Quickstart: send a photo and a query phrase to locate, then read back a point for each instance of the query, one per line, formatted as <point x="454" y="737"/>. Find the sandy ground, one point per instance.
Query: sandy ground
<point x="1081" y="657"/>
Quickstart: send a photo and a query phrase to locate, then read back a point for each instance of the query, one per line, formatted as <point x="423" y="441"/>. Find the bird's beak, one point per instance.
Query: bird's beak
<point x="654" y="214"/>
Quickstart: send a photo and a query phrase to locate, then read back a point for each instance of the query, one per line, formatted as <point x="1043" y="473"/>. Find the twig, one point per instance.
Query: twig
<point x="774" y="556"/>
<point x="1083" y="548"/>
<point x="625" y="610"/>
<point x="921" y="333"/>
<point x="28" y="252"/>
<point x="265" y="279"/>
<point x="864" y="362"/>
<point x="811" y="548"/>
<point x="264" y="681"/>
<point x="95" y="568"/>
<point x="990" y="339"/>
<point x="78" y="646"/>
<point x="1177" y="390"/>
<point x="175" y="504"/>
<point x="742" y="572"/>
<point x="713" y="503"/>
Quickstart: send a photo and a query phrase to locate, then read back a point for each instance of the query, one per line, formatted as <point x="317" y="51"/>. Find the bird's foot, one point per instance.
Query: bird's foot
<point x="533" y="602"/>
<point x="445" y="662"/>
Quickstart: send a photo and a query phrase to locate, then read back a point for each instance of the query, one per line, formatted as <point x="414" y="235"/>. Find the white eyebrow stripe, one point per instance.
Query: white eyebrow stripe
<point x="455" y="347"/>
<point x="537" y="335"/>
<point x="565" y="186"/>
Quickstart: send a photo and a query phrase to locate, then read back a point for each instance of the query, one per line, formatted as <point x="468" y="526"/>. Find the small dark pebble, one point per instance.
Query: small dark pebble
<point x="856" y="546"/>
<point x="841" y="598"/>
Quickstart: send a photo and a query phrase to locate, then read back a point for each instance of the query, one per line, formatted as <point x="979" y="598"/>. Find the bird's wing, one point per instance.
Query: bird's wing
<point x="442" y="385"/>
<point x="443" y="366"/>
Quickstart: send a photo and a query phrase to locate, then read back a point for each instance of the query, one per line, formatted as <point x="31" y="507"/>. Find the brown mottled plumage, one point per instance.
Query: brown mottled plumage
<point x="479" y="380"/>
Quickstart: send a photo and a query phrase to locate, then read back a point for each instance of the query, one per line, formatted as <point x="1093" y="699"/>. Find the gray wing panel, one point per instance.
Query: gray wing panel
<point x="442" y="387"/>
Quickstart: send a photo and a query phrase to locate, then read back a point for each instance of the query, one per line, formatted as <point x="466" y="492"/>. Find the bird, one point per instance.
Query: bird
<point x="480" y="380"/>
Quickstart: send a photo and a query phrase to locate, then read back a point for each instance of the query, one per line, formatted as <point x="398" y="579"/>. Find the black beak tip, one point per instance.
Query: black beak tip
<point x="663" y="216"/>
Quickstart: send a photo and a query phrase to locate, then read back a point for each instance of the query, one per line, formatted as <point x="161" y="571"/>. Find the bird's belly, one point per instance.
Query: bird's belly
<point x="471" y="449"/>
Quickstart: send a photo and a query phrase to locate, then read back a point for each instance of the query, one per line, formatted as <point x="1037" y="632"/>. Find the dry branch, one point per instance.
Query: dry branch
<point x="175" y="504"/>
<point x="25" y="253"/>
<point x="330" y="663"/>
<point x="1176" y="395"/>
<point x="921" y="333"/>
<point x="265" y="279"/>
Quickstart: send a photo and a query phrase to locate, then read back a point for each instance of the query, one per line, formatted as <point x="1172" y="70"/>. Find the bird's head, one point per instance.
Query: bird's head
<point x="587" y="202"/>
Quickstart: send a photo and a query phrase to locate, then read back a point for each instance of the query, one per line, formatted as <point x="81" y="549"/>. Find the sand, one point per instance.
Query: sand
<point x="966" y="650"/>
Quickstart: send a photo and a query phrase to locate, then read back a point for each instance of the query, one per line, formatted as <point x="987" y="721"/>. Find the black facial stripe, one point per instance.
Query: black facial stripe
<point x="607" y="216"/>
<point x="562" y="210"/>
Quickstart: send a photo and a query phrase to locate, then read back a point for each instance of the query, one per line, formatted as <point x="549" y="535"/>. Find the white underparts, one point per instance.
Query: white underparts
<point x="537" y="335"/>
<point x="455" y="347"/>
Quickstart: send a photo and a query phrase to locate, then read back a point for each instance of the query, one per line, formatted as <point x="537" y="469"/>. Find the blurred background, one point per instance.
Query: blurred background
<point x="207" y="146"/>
* * *
> TO BE DONE:
Update the records from the line containing "facial stripe, one point per instance." through the end of the records, both included, by replacing "white underparts" with "pale underparts" and leaving everything else unchanged. Give only those lines.

> COMPLETED EXERCISE:
Quickstart: send a photo and a query phrase to locate, then read back a point for each instance of the query, one per line, formatted as <point x="987" y="721"/>. Find the black facial stripe, one point per instance.
Query: black facial stripe
<point x="607" y="216"/>
<point x="562" y="210"/>
Quickstart: send a photo and a query phrase to locate, then read back a point for each instance of the query, one per line, formatted as <point x="549" y="535"/>. Find the pale underparts, one point per instance.
Query: pale underparts
<point x="537" y="335"/>
<point x="455" y="347"/>
Quickstart: send a photo and a query phrase to locate, then read back a point for each instance of the query, one per line, formatted as <point x="537" y="469"/>. Find the blurred background, one point per instance.
Query: blurred background
<point x="207" y="146"/>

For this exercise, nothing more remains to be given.